TEXT:
-------

I don't know why the US can't do what South Korea does and require all gun owners to store their guns at local police stations.
Posted on 8/4/19 at 9:53 am to magildachunks
quote:
Now the thread is filling up with those sympathetic to the OP's belief.
Yeah that's a "I'm a victim" stance I never imagined seeing.
Posted on 8/4/19 at 9:53 am to Deactived
quote:
What's your point in here?
I'm not seeing your solution
I haven't discussed a solution.
What I'm discussing is what concealed carry proponents argue is a solution or at a minimum, mitigation.
Posted on 8/4/19 at 9:55 am to stout
C’mon Stout. 7 blink links??
You trying to get us killed up in here?
You trying to get us killed up in here?
Posted on 8/4/19 at 9:56 am to tgrbaitn08
quote:
C’mon Stout. 7 blink links??

-------

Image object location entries
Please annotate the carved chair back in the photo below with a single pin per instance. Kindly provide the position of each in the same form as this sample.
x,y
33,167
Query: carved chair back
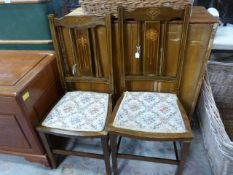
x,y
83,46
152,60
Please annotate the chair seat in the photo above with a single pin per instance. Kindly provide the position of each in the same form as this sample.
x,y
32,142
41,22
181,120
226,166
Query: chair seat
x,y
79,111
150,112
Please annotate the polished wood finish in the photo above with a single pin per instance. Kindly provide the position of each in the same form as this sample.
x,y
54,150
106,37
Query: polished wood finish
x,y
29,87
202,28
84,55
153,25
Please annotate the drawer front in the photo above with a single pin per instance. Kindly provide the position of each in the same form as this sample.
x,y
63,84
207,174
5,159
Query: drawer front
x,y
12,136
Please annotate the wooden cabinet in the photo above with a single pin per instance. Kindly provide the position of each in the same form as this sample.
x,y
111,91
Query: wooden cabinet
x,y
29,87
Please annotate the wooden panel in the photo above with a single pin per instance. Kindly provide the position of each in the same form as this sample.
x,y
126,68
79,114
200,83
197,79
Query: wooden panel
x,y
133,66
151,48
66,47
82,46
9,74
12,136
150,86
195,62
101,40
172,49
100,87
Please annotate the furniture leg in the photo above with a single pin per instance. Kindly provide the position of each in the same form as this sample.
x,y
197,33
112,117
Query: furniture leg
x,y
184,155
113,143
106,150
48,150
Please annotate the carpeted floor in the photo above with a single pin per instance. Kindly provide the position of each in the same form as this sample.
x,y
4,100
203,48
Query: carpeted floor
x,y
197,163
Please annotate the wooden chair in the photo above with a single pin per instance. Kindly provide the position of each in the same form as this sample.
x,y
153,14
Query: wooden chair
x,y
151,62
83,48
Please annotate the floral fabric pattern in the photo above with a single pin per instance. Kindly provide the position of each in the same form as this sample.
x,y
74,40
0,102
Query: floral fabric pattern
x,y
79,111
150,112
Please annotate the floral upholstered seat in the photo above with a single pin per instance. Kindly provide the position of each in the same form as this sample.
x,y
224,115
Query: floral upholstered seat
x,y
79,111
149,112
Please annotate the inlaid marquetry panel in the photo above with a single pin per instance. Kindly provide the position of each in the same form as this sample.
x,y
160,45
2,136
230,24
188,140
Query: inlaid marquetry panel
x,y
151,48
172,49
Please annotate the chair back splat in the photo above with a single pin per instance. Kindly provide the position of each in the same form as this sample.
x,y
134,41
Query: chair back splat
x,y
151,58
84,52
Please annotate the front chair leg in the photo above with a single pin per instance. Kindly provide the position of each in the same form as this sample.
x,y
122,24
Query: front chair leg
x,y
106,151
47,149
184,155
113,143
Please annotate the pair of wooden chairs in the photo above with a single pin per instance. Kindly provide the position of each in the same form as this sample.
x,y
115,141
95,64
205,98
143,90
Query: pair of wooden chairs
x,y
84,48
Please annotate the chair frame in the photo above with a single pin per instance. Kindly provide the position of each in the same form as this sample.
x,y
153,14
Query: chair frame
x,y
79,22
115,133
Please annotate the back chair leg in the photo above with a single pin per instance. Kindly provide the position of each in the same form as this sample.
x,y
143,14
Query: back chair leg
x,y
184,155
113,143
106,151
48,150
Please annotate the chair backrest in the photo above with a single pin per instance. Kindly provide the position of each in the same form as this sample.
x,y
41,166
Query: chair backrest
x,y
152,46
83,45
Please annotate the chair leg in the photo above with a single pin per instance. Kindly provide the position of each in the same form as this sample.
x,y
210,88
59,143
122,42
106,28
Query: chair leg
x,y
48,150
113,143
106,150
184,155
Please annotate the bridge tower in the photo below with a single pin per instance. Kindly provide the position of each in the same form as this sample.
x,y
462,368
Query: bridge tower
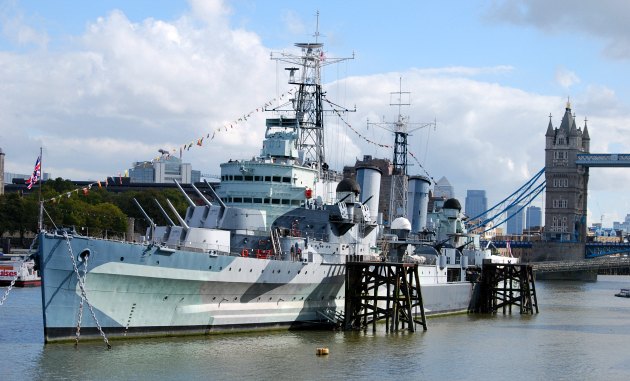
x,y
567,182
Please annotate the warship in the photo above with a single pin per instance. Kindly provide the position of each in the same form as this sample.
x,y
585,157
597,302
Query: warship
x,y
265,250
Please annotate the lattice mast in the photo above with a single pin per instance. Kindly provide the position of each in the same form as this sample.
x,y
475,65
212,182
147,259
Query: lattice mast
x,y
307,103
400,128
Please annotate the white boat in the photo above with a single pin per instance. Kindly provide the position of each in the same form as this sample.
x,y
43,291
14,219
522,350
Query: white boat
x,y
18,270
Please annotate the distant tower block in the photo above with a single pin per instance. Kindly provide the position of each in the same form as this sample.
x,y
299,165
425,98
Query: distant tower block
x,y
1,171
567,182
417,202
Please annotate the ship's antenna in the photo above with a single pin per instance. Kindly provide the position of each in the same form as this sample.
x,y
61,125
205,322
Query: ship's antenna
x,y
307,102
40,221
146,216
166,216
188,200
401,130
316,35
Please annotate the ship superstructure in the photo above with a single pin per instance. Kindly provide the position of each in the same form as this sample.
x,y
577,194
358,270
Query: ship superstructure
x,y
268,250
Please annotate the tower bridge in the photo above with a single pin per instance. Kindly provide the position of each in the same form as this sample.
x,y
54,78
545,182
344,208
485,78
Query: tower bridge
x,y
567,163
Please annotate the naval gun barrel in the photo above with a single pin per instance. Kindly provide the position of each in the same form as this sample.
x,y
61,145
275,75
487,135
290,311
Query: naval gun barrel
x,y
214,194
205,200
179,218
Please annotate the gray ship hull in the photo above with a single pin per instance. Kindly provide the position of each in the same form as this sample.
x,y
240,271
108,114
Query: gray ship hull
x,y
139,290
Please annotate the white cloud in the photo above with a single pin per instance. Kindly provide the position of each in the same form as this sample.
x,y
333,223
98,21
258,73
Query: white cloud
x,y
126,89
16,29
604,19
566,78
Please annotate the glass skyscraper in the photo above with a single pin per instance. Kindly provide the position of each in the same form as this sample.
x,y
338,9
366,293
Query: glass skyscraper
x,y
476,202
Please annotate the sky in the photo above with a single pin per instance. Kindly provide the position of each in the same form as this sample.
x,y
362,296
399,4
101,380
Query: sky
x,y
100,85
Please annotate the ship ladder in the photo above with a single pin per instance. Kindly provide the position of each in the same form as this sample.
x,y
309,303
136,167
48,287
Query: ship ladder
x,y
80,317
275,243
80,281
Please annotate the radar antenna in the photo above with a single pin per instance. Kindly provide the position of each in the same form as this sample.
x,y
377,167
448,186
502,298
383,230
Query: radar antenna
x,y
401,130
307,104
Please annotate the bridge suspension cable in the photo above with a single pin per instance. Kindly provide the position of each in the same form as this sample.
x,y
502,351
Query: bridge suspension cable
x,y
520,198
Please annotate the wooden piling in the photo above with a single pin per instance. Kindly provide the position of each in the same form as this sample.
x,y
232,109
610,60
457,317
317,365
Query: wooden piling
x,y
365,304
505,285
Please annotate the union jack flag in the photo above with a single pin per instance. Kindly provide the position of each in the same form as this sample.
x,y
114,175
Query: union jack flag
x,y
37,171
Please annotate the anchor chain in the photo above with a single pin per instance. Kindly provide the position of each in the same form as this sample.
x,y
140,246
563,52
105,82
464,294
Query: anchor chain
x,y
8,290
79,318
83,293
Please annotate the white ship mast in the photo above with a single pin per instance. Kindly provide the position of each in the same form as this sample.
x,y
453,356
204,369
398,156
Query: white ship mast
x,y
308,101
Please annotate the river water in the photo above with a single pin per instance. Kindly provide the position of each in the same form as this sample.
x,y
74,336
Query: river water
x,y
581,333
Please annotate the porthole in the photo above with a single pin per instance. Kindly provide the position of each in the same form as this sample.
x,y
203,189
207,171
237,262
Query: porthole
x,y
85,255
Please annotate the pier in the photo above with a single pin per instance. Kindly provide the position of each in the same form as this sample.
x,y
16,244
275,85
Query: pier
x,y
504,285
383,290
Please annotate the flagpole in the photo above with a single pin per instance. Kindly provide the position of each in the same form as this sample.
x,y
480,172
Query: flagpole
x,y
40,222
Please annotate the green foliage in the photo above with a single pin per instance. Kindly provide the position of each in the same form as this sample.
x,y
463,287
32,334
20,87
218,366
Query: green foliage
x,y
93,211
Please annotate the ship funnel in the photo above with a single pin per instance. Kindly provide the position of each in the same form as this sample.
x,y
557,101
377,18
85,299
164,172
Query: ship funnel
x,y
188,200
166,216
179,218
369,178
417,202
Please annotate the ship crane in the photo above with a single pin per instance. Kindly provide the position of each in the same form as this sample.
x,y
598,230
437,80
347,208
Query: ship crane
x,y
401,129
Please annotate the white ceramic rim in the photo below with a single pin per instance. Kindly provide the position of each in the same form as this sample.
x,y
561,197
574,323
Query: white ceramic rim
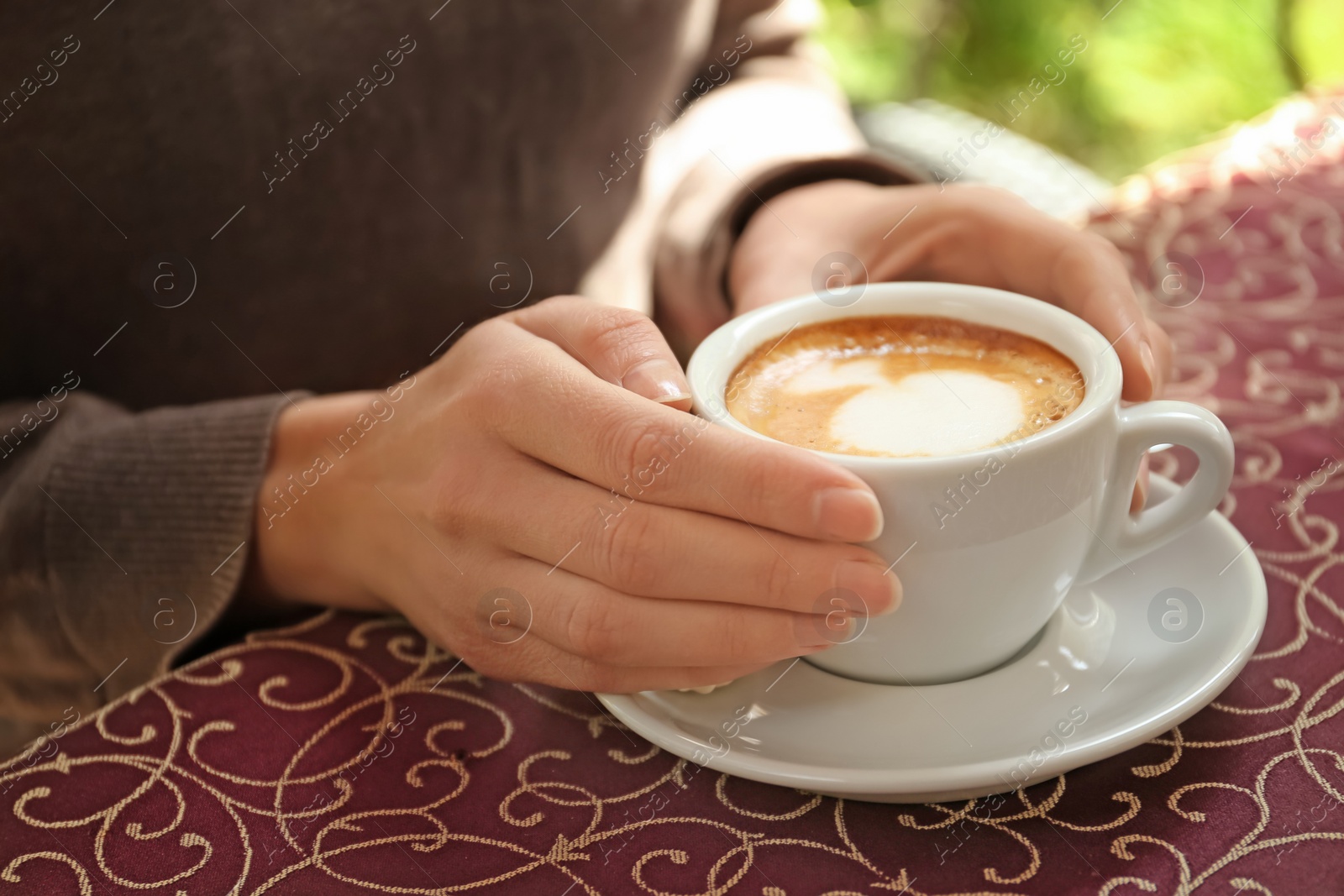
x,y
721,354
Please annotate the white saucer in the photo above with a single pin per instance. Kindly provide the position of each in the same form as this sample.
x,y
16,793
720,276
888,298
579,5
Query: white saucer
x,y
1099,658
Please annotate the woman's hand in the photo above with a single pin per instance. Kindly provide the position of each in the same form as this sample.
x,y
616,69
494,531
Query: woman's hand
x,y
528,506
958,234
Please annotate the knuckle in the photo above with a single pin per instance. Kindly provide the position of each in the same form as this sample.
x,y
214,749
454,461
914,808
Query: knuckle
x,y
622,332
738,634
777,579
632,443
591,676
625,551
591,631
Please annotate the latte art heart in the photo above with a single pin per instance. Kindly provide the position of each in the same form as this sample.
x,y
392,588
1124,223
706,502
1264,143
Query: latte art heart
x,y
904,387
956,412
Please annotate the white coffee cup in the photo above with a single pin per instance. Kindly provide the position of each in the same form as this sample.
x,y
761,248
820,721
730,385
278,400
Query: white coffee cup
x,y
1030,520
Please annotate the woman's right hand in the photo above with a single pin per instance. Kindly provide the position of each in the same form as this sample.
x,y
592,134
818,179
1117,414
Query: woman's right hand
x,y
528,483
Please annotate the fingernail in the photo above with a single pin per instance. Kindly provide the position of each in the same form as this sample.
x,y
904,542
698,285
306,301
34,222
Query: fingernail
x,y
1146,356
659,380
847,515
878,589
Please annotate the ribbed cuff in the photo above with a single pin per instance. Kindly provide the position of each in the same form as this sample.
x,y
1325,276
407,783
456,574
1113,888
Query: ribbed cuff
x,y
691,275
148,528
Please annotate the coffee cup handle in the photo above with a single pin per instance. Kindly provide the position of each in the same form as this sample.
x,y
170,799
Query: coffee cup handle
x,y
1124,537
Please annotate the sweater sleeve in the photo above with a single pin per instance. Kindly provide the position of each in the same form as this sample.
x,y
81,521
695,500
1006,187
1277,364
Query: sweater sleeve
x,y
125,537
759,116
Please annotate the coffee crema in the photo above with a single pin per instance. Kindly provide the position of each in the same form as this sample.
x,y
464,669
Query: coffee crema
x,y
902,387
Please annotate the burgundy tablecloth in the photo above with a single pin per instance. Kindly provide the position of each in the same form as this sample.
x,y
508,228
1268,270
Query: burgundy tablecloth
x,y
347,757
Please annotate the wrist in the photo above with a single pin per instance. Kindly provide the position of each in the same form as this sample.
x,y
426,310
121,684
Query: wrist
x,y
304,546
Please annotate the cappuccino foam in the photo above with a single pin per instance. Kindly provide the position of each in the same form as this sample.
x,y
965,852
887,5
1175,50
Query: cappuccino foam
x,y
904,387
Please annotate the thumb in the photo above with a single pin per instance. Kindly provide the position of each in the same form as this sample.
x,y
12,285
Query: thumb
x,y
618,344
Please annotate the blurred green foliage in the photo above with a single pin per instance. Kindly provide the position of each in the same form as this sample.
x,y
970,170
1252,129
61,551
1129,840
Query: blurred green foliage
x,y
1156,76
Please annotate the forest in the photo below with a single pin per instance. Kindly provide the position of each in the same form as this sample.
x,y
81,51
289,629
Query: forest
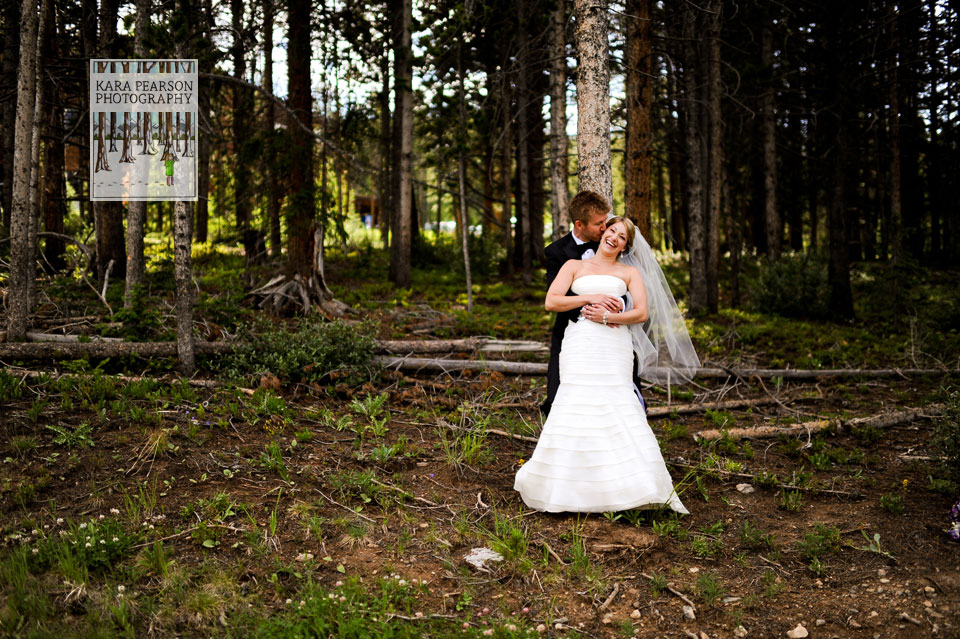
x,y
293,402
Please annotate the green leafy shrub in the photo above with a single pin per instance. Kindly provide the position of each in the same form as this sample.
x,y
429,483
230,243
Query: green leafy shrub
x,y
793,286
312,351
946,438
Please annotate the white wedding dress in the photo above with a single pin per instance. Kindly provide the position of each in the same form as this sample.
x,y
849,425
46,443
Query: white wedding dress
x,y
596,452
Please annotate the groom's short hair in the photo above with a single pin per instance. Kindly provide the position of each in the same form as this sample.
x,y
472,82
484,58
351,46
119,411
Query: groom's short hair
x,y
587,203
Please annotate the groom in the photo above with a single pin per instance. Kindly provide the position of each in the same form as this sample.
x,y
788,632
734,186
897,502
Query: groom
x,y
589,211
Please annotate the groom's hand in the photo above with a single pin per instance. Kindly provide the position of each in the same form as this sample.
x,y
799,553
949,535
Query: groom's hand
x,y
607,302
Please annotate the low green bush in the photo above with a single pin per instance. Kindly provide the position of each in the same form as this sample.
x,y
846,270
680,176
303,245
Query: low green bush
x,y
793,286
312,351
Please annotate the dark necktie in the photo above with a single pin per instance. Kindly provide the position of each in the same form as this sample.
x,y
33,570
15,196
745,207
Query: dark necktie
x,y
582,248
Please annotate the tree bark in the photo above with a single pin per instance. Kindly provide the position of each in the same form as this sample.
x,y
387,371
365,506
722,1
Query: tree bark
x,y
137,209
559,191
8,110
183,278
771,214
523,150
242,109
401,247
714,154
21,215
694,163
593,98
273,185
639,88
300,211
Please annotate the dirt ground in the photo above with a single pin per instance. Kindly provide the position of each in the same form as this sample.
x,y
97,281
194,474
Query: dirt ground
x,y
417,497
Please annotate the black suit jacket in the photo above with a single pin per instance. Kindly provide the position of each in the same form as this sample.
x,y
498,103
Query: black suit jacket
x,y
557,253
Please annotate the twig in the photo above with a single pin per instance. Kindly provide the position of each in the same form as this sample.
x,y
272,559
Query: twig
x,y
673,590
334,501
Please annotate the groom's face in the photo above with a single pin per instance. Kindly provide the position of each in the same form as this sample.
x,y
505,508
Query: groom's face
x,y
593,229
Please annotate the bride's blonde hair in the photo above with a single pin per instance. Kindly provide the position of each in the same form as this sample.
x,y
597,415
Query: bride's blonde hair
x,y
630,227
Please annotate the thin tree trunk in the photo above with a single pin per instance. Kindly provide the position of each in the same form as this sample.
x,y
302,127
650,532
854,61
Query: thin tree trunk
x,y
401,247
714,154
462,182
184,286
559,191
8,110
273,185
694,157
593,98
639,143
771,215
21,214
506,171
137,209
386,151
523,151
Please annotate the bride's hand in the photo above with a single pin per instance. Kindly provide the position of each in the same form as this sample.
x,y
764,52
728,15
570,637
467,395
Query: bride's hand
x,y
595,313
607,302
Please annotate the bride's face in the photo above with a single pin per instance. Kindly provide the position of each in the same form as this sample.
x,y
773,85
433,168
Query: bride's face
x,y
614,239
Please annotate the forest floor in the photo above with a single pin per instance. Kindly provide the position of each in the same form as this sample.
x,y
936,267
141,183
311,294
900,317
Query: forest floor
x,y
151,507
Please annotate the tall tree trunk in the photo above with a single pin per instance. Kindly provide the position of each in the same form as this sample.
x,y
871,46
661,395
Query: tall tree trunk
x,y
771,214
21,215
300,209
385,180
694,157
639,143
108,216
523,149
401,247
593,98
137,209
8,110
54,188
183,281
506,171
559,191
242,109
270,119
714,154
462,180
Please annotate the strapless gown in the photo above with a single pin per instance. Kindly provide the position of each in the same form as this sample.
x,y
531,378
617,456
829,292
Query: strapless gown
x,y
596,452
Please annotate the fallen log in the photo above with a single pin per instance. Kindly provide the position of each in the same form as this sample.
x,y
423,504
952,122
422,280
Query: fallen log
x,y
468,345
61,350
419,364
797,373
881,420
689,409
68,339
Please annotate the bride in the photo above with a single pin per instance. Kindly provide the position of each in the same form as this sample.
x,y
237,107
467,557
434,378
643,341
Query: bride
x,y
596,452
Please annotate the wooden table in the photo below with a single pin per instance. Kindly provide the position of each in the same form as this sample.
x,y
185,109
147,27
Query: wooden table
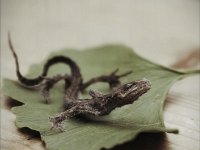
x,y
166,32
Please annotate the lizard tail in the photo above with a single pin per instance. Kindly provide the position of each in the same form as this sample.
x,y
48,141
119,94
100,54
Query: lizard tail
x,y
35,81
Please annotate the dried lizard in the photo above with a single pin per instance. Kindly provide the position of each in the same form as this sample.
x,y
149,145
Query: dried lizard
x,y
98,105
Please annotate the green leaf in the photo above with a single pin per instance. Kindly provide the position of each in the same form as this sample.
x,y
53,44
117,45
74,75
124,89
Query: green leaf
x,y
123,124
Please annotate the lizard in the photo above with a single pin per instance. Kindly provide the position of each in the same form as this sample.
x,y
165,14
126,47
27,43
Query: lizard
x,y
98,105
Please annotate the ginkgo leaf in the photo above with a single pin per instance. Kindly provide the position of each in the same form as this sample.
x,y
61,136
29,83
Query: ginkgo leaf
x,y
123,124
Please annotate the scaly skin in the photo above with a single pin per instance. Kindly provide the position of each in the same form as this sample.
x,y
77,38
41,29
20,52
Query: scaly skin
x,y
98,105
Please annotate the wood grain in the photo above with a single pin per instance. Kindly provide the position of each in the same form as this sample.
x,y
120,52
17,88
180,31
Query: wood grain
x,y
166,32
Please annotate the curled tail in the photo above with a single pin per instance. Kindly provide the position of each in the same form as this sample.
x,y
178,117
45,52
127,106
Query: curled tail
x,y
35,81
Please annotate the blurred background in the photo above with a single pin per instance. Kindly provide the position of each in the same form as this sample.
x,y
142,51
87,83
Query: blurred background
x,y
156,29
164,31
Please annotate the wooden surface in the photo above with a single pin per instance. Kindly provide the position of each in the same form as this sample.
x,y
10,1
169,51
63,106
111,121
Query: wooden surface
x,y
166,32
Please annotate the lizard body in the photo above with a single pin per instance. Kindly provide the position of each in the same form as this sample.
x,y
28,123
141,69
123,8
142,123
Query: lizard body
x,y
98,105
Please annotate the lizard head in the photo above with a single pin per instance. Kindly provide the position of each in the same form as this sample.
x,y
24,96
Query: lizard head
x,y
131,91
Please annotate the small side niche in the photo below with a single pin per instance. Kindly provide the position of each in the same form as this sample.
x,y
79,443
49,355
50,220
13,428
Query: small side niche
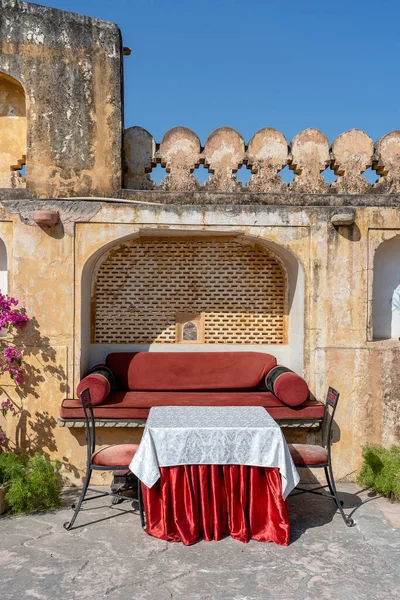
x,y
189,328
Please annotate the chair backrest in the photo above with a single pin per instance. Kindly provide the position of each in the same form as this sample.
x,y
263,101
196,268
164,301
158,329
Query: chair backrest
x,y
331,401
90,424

-------

TO BE DONE:
A. In the forum thread, rewrite the paragraph beginning "I don't know why the US" more briefly, keeping its main facts.
B. Write out the stretch of the forum thread from "Posted on 8/4/19 at 9:53 am to magildachunks" through "a minimum, mitigation.", copying it word for word.

THE RESPONSES:
A. Why can't the US, like South Korea, make all gun owners store their guns at local police stations?

B.
Posted on 8/4/19 at 9:53 am to magildachunks
quote:
Now the thread is filling up with those sympathetic to the OP's belief.
Yeah that's a "I'm a victim" stance I never imagined seeing.
Posted on 8/4/19 at 9:53 am to Deactived
quote:
What's your point in here?
I'm not seeing your solution
I haven't discussed a solution.
What I'm discussing is what concealed carry proponents argue is a solution or at a minimum, mitigation.